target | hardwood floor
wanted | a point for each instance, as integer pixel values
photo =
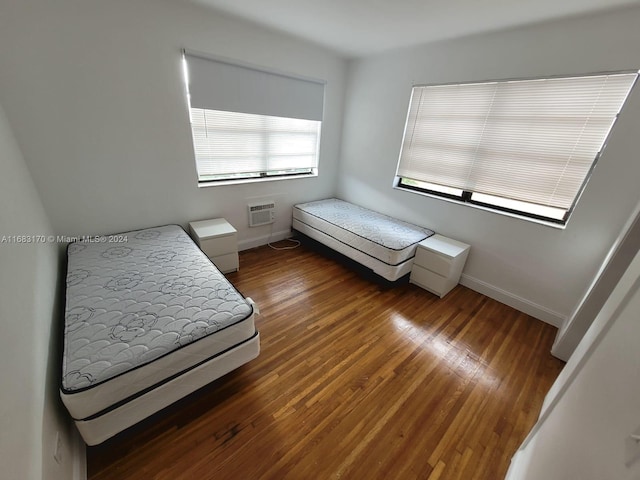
(355, 380)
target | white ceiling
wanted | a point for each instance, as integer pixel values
(364, 27)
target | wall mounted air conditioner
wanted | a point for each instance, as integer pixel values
(261, 213)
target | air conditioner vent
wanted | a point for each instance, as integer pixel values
(261, 213)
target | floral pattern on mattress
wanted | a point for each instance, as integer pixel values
(132, 302)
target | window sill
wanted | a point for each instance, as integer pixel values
(557, 226)
(255, 180)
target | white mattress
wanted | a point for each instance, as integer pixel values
(391, 241)
(141, 309)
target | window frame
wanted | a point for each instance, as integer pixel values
(205, 180)
(466, 196)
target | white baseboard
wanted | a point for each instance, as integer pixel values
(79, 455)
(522, 304)
(263, 240)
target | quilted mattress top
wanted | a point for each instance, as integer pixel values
(135, 297)
(381, 229)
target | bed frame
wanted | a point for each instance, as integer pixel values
(148, 320)
(381, 243)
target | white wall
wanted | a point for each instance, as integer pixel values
(95, 95)
(538, 269)
(593, 406)
(30, 409)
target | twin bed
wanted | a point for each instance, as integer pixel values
(149, 319)
(379, 242)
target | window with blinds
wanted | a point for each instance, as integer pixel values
(523, 146)
(249, 123)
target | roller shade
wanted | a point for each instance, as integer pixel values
(220, 85)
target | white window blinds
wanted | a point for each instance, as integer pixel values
(249, 123)
(532, 141)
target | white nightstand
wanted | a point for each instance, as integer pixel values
(438, 264)
(219, 241)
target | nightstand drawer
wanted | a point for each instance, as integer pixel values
(429, 281)
(433, 261)
(214, 247)
(226, 263)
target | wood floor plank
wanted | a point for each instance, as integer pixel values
(356, 379)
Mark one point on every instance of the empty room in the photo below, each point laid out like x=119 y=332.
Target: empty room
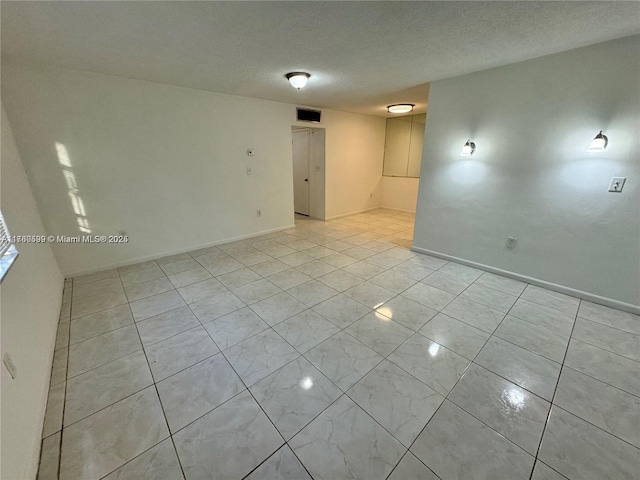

- - - - - - -

▸ **AIM OF THE EXERCISE**: Could you rewrite all of these records with every "nightstand" changed to "bedside table" and nothing else altered, leaving the pictures out?

▸ **ANSWER TO THIS TASK**:
target | hardwood floor
wanted | a point for each instance, as integer pixel values
photo =
(355, 380)
target | white ceiling
wanted | a point for each instance, as integer pixel values
(364, 27)
target | wall mounted air conditioner
wanted | a point for each instance, as integer pixel values
(261, 213)
target | air conditioner vent
wanted | a point for each instance, as integer pixel values
(261, 213)
target | floral pattern on mattress
wanted | a point for each instance, as integer pixel values
(132, 302)
target | window sill
wanted | a point for each instance, as integer pixel values
(557, 226)
(255, 180)
target | white mattress
wanted | a point for each instance, as integer pixel values
(391, 241)
(141, 309)
target | window frame
wanted | a point for each instance, as integer pixel values
(205, 180)
(466, 196)
target | white baseboard
wanted | a point for each instance, as integer pixel values
(79, 455)
(522, 304)
(263, 240)
target | quilted mattress top
wanted | a point for each instance, as integer pixel values
(135, 297)
(381, 229)
target | bed frame
wanted | a point for each instance, as integer pixel values
(148, 320)
(381, 243)
target | white wall
wanted | a point for each instance, as integer pixel values
(95, 95)
(538, 269)
(593, 406)
(30, 409)
target | twin bed
wanted | a point for each instance, as integer pixel values
(149, 319)
(379, 242)
target | window with blinds
wanted | a point for each instance, as integer pixel values
(523, 146)
(249, 123)
target | roller shade
wanted | a point for each instance, as integer pixel values
(220, 85)
target | white window blinds
wanted | a point for each instance, as integer pixel values
(249, 123)
(532, 141)
target | white bedside table
wanted | a point for each instance, as integer pixel values
(438, 264)
(219, 241)
target | bedside table drawer
wanted | a point for each instance, as integer pixel values
(429, 281)
(433, 261)
(214, 247)
(226, 263)
target | wood floor plank
wanted | a point for each instance, as integer pixel values
(356, 379)
Mark one point on every instance of the empty room in the photo below, each point laid out like x=119 y=332.
Target: empty room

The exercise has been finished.